SELECTED PASSAGE START
It seems a sensible idea to aim to reduce or eradicate MRD. What is needed is evidence on which is the best method, and how well it works. This is emerging. Treatments which specifically target MRD can include:

- intensive conventional treatment with more drugs, or a different combination of drugs
- stem cell transplant, e.g. marrow transplant. This allows more intensive chemotherapy to be given, and in addition the transplanted bone marrow may help eradicate the minimal residual disease
- immunotherapy
- monitoring the patient carefully for early signs of relapse. This is an area of active research in several countries.
- treatment with monoclonal antibodies which target cancer cells
- cancer vaccines

==Current research and limitations==

===Clinical usefulness of MRD tests===

It is important that doctors interpreting tests, base what they say on scientific evidence. If one visits hospital and gets tested for something - e.g. a blood count - most of the tests are used often and have been done thousands or millions of times before, on many different people. The doctors reading the test results have a large body of evidence to interpret what the results mean. By contrast, MRD tests are new, and the diseases are uncommon. The tests have been done on relatively few people. Consequently, there is less evidence available to guide doctors in interpreting the tests or basing treatment decisions on them. In plain English, this means the doctors are likely to be very cautious and rely more on other tests which they know and trust, than these, at least at present, while evidence is accumulating.

===Method for testing, and when to test===

There are controversies about the best times to test, and the best test method to use. There are national and international approaches to standardize these. In childhood leukemia and chronic myeloid leukemia, there appears to be consensus emerging.

===Is there such a thing as a safe level of MRD===

There is also controversy about whether MRD is always bad, inevitably causing relapse, or whether sometimes low levels are 'safe' and do not regrow. It is usually assumed that cancer cells inevitably grow and that if they are present disease usually develops. But there is some evidence from animal studies, that leukemic cells can lie dormant for years in the body and do not regrow. For this reason, it may be that the goal of treating MRD may be to reduce it to a "safe" level - not to eradicate it completely.
SELECTED PASSAGE END
MATERIAL SHOWN START
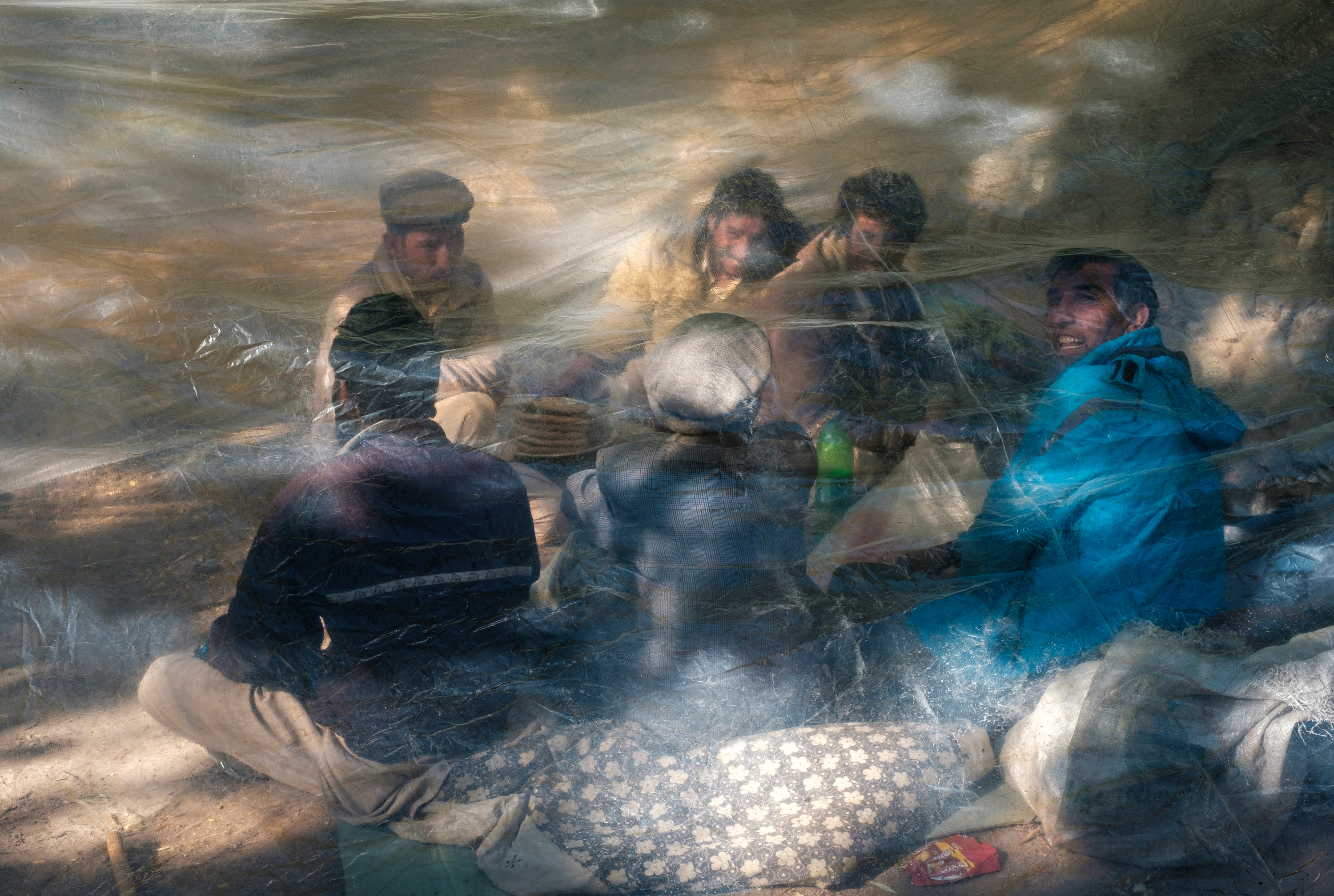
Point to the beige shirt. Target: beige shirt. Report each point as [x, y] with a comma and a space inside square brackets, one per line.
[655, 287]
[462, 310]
MATERIAL SHOWN END
MATERIAL SHOWN START
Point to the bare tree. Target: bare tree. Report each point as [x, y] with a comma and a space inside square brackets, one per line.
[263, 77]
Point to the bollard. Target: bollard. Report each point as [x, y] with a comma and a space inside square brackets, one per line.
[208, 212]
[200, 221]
MATERIAL SHOWN END
MATERIAL SHOWN START
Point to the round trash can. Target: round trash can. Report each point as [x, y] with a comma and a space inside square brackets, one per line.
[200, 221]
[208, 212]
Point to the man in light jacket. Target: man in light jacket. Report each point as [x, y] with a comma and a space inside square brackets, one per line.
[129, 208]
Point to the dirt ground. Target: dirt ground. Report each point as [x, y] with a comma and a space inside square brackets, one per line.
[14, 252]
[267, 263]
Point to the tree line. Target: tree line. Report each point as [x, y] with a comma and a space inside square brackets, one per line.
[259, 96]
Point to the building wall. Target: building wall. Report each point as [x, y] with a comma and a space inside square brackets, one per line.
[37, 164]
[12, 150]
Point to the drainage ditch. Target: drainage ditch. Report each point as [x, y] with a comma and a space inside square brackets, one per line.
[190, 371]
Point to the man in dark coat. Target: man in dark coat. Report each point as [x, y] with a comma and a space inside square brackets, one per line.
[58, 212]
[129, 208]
MATERIAL SHOWN END
WORK INSTRUCTION A:
According to the MRD passage, in which diseases does a consensus on testing appear to be emerging?
WORK INSTRUCTION B:
Duplicate the part of the MRD passage that starts with "It seems a sensible" and goes on through "in several countries.".
The entries are not needed for any of this work.

EXERCISE OUTPUT A:
Childhood leukemia and chronic myeloid leukemia.

EXERCISE OUTPUT B:
It seems a sensible idea to aim to reduce or eradicate MRD. What is needed is evidence on which is the best method, and how well it works. This is emerging. Treatments which specifically target MRD can include:

- intensive conventional treatment with more drugs, or a different combination of drugs
- stem cell transplant, e.g. marrow transplant. This allows more intensive chemotherapy to be given, and in addition the transplanted bone marrow may help eradicate the minimal residual disease
- immunotherapy
- monitoring the patient carefully for early signs of relapse. This is an area of active research in several countries.